**ARBEITSAUFTRÄGE**
1. Übersetzen Sie den folgenden Satz aus dem Text über den Sauerstoffverlust der Ozeane ins Englische: „Auch Computermodelle der Ozeane und des Erdsystems zeigen diesen Trend und prognostizieren eine Beschleunigung in der Zukunft.“
2. Erläutern Sie in ein bis drei Sätzen, welches Problem der Text über den Sauerstoffverlust der Ozeane bei den Computermodellen sieht und worin es nach Andreas Oschlies besteht.

**TEXTAUSZUG**
----------
Weitere Ursachen von Sauerstoffverlust der Ozeane identifiziert
Ozeanographen des GEOMAR zeigen Lücken bisheriger Modellrechnungen auf
Die Ozeane verlieren Sauerstoff. Zahlreiche Studien auf lokaler, regionaler und globaler Ebene belegen diesen Trend. So hat eine von Kieler Ozeanographen Anfang 2017 veröffentlichte umfangreiche Datenanalyse gezeigt, dass die Meere in den vergangenen 50 Jahren weltweit zwei Prozent ihres Sauerstoffgehalts eingebüßt haben. Auch Computermodelle der Ozeane und des Erdsystems zeigen diesen Trend und prognostizieren eine Beschleunigung in der Zukunft. Dabei gibt es aber ein Problem. „Die uns zur Verfügung stehenden Modelle schaffen es nicht, die bisherige Entwicklung exakt nachzuvollziehen. Sie zeigen deutlich weniger Sauerstoffverlust als die tatsächlich gemessenen Werte“, sagt Prof. Dr. Andreas Oschlies vom GEOMAR Helmholtz-Zentrum für Ozeanforschung Kiel.
----------
**BEREITGESTELLTES MATERIAL**

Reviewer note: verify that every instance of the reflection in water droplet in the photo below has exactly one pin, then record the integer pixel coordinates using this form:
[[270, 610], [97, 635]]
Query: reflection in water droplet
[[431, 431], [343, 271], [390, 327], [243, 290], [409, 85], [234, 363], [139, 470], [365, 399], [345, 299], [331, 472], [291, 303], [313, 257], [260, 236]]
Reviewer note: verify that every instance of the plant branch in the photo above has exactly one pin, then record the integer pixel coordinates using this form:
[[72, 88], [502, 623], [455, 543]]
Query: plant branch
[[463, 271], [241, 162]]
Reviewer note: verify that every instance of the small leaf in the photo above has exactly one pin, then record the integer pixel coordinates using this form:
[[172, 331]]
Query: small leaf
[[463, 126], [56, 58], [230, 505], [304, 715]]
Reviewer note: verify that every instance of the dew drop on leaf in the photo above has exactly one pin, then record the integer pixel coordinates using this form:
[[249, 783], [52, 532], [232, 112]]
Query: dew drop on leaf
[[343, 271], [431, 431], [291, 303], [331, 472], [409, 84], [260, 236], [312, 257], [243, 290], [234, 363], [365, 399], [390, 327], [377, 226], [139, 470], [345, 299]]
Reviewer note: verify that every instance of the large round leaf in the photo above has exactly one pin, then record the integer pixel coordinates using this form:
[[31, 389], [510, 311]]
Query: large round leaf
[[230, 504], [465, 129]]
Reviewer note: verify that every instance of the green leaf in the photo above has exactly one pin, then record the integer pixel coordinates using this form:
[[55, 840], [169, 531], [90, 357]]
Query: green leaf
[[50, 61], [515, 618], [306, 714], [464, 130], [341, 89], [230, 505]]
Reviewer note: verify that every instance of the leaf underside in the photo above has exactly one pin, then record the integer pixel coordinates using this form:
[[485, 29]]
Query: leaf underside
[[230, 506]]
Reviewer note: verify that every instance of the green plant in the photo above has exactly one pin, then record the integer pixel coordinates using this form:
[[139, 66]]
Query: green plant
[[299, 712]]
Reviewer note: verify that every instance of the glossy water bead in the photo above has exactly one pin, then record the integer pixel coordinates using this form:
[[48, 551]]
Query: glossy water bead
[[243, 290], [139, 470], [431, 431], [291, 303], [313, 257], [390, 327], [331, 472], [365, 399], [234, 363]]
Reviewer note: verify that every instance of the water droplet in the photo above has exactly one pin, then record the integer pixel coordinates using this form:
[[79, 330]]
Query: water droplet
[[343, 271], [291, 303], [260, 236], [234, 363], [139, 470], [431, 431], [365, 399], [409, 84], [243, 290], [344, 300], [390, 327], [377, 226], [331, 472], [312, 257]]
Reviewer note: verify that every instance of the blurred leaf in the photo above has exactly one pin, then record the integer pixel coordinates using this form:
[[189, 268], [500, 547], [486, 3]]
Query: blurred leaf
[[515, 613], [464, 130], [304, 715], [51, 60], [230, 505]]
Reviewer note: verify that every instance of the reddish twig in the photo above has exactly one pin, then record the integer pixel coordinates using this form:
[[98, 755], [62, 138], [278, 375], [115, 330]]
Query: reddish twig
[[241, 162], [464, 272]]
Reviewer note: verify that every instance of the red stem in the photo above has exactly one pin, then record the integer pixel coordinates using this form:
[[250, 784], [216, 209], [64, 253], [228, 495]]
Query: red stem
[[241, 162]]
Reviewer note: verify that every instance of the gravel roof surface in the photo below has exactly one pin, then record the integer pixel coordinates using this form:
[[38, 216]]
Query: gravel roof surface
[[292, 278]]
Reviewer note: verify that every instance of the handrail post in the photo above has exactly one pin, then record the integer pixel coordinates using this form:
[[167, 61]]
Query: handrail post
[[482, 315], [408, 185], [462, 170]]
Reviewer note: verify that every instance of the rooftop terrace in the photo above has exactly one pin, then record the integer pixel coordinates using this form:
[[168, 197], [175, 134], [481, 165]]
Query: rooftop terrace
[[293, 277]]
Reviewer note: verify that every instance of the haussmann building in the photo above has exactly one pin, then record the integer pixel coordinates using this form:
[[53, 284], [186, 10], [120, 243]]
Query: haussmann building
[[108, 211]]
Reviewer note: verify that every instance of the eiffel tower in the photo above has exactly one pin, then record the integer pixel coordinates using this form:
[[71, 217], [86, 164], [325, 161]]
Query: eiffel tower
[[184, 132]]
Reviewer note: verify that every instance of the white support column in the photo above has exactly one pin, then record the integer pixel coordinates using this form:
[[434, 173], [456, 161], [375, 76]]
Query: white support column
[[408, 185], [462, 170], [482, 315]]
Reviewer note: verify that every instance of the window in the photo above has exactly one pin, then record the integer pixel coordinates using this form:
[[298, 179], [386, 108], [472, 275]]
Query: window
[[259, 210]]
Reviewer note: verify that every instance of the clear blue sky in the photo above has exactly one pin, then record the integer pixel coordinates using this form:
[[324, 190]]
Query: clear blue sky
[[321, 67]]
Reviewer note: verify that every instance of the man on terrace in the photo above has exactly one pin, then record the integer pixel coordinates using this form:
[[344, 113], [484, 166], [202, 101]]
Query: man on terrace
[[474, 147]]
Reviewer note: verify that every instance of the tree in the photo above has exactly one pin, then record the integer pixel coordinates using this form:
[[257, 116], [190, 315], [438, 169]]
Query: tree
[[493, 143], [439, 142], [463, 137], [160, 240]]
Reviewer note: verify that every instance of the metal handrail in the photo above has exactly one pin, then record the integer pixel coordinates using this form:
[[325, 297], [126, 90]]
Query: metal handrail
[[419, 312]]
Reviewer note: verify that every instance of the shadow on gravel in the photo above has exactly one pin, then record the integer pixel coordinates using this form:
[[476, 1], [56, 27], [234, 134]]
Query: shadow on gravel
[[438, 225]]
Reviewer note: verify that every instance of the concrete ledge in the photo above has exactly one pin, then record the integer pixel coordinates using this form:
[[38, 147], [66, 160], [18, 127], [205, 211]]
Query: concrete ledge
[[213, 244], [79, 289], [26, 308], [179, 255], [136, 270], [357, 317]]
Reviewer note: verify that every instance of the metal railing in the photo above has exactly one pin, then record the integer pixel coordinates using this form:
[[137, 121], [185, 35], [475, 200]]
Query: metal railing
----------
**LÖSUNGEN JE AUFGABE**
1. Computer models of the oceans and of the Earth system also show this trend and predict an acceleration in the future.

2. Die vorhandenen Modelle können die bisherige Entwicklung nicht exakt nachvollziehen. Sie zeigen deutlich weniger Sauerstoffverlust, als tatsächlich gemessen wurde.